• TASK TO COMPLETE
Show each line in the items below that contains the word "lawn", copied in full.

• GIVEN ENTRIES

■ ■ ■ ■ ■

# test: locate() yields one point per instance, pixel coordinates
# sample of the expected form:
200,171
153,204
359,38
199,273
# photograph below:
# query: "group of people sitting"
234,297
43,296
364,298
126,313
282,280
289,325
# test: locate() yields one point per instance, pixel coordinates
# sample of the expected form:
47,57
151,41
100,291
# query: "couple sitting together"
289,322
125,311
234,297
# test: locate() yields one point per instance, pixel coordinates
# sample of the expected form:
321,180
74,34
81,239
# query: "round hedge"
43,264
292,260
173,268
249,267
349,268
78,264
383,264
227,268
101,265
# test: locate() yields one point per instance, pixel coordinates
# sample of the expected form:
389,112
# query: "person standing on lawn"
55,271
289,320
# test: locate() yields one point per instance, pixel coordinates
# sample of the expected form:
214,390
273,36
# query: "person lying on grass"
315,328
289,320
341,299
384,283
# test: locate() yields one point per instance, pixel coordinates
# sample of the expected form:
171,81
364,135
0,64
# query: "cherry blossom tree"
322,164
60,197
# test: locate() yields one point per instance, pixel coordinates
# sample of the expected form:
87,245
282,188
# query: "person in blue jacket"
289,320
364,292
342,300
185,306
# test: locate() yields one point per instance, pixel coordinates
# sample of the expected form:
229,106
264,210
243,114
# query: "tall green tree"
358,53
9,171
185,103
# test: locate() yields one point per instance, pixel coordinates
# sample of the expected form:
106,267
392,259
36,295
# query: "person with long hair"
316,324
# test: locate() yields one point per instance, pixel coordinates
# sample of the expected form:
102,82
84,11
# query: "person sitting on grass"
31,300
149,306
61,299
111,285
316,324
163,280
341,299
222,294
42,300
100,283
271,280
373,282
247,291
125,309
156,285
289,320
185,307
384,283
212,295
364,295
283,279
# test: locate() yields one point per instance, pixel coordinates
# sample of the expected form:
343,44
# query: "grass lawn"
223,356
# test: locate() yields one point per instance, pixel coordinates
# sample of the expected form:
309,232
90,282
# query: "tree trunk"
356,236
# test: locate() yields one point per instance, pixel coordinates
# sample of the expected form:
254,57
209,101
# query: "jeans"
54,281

■ ■ ■ ■ ■

• FULL ANSWER
# query: "person standing on lawn"
# query: "grass lawn"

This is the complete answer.